- [ARBEITSAUFTRAG] Zähle aus dem Text über künstliche Quallen alles auf, was laut dem Zitat von Dr. Elias Maria Knubben ein abgestimmtes, kollektives Verhalten auf begrenztem Raum ermöglicht.

- [ÜBUNGSTEXT]
**********

Kollektives Verhalten künstlicher Quallen

Ein Beispiel sind die AquaJellies von Festo – künstliche, autonome Quallen mit elektrischem Antrieb und einer intelligenten, adaptiven Mechanik. Jede Qualle entscheidet autonom aufgrund ihres Zustands, welche Aktion sie ausführt. „Ihre integrierte Kommunikations- und Sensortechnik sowie die Echtzeitdiagnose ermöglichen ein abgestimmtes, kollektives Verhalten auch auf begrenztem Raum“, erläutert Dr. Elias Maria Knubben, Leitung Corporate Bionic Projects bei Festo. „Festo visualisiert mit diesen bionischen Technologieträgern Potenziale und Ideen, wie effiziente Systeme im Bereich der Wassertechnik in Zukunft aussehen können. Prozessüberwachung und Condition Monitoring sind wichtige Themen in allen Anlagen der Prozessindustrie und damit auch in der Wassertechnik.“ Dieses Prinzip des anpassungsfähigen und kollektiven Verhaltens ist auf die Automation übertragbar. Hier bedeutet es, dass viele dezentral intelligente Systeme zusammenarbeiten und so große Aufgaben von kleinen Systemen, die gezielt zusammen agieren, gelöst werden.

**********

[Bildgestützte Grounding-Daten]

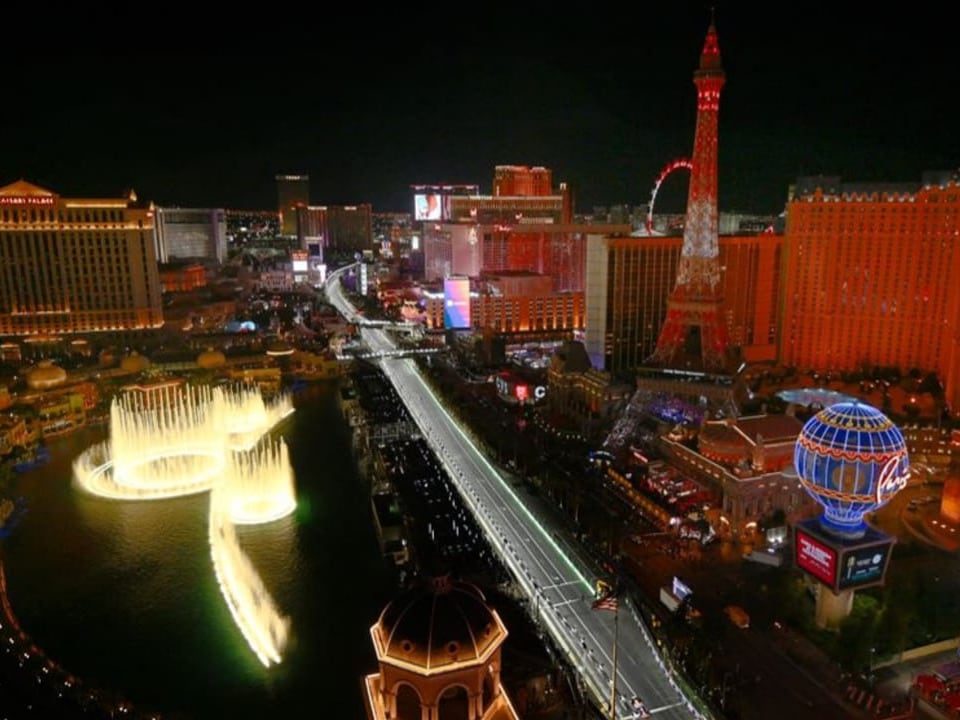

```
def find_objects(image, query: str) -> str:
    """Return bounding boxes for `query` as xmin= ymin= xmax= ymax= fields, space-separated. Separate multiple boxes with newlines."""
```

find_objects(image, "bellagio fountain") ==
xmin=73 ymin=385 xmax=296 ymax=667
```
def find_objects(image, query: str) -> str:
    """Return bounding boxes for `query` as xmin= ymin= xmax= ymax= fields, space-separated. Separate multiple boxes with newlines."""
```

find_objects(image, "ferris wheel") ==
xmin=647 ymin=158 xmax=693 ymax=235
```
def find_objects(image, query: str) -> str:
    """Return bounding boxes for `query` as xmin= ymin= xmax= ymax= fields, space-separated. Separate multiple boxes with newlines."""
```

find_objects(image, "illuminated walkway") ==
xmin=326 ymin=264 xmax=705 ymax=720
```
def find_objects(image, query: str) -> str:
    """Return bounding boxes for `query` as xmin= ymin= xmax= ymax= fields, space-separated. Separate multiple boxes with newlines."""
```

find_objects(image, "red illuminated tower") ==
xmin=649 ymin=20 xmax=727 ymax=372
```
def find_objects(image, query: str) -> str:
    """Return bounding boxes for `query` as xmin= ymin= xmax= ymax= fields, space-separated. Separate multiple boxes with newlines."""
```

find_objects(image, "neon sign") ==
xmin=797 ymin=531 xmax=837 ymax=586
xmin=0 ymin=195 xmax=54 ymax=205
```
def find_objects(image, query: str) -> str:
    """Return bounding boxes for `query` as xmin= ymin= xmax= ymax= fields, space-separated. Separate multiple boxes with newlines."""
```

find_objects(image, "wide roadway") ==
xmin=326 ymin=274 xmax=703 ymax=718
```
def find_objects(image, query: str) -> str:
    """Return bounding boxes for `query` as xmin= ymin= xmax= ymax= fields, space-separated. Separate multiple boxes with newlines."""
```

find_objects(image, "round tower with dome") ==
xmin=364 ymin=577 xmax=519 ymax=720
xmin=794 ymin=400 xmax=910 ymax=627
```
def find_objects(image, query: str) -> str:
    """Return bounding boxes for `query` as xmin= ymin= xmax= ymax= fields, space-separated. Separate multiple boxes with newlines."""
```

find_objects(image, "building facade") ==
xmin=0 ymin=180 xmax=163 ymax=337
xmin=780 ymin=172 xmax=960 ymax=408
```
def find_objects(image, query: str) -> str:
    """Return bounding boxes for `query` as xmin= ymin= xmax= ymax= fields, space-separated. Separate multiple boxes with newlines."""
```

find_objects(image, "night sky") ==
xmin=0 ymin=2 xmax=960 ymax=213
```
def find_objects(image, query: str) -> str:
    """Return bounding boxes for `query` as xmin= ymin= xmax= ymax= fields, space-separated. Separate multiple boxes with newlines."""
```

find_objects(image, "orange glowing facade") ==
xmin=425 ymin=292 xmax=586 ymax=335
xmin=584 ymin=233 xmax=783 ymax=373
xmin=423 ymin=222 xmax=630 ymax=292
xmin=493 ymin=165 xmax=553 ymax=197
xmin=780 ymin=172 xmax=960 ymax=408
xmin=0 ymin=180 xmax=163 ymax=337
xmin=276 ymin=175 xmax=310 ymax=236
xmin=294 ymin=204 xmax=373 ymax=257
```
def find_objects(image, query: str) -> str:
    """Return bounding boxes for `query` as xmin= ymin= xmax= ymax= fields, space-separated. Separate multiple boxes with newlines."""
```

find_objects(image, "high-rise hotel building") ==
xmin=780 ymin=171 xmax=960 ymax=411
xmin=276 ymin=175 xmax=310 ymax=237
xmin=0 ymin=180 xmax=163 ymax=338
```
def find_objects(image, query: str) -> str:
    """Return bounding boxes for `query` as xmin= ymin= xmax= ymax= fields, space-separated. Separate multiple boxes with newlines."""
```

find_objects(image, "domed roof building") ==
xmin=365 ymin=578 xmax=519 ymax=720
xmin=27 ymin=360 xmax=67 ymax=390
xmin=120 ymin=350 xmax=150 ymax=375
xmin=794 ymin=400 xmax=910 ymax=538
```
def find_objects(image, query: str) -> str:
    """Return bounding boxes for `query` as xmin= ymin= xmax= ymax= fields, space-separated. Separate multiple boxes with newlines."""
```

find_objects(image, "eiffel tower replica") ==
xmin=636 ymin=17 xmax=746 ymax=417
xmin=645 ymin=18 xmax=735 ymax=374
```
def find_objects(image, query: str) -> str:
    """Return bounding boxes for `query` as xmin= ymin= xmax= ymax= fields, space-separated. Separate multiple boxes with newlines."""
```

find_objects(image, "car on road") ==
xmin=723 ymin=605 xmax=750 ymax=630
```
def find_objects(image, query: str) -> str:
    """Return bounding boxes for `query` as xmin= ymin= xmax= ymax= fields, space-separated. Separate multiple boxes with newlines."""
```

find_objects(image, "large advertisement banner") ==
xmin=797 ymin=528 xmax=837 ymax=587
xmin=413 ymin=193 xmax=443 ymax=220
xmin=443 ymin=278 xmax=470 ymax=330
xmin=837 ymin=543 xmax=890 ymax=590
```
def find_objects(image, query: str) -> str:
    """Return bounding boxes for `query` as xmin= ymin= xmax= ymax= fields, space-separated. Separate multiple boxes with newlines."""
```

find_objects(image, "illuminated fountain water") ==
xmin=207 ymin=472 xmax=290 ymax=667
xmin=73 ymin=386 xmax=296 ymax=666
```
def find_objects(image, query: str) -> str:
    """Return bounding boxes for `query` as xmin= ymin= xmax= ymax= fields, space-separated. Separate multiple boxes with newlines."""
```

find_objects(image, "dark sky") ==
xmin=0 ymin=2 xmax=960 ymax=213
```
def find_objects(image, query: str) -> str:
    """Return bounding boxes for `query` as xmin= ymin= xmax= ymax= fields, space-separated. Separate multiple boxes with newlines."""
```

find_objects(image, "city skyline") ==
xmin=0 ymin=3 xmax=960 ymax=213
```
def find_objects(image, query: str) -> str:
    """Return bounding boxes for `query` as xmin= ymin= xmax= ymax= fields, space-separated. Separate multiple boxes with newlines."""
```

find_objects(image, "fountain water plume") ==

**********

- [ERWARTETE LÖSUNG]
- die integrierte Kommunikationstechnik
- die integrierte Sensortechnik
- die Echtzeitdiagnose